Task directions: Pick up the piece below on how countries have weathered the COVID-19 lockdown and continue it past its final sentence.

It’s been a fascinating experience to see how the world has responded to the lockdown; a unique and unprecedented experience hopefully never to be faced again. We all keep saying this pandemic has brought the world to a united front and we are all experiencing a shared space of uncertainty and trauma. But is this really true?

Globally, each country is taking similar steps in terms of locking down the country, maintaining social distancing and focusing more on the digital space, amongst other things. But more than ever before, one understands the ranking of countries by their economic strength. Where China can build massive state-of-the-art hospitals overnight, poor countries like Pakistan are struggling to get enough testing kits to find out the real numbers of patients affected with the virus. Having said that, one has also seen how even a superpower like the US has been brought to its knees as its healthcare system seems to be collapsing under the weight of COVID-19. Which makes me wonder if those who live in glass houses should not throw stones?

Input data:
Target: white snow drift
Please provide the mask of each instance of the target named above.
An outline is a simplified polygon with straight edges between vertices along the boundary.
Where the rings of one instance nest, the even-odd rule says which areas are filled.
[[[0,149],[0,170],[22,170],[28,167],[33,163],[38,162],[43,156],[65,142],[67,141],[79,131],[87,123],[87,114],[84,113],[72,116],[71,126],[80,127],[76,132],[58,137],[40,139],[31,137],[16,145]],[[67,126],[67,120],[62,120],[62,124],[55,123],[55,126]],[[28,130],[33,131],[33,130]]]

Solved exercise:
What has truly been disturbing for me is how the class difference in Pakistan has been exposed. The rich and privileged class was always in lockdown wasn’t it? Socially distant from the poor working class, it’s only the distance they have to maintain from the same class now that is giving them anxiety attacks and making them feel disempowered.

When was the last time anyone hugged his or her cleaning lady or driver? Some don’t like even sharing utensils. Most of us have always treated them like the untouchables but now our segregation is a requirement so we do it without guilt.

Another eye opener is the problems that the rich man has compared to the poor. With so many people out of jobs and worried about their next meal, social media is filled with photos of fancy food being cooked by people as they try to entertain themselves in quarantine. Boredom is the biggest problem for many.

I don’t want to discount the charity Pakistanis give in difficult times but it’s the attitude that bothers me where a limit is defined when it comes to giving to others but none whatsoever when it comes to taking.

The other day, my friend was very upset, expressing how there is so much she can save now but she has no place to spend that money. Many responses came to my mind but I politely wished her well for this dilemma she is going through. Its mind boggling that sharing that extra saving with the needy is an idea that is not even crossing the mind.

Another enlightening fact that came to my awareness was how people were hoarding goods from grocery stores, fearing food to run out and it made me think of how many of us always said, “ghareeb logon ki bhook khatam nahin hoti” (the appetites of the poor are never fully satiated). And then I want to ask myself if this hunger that we judge them on was because our stomachs are always full?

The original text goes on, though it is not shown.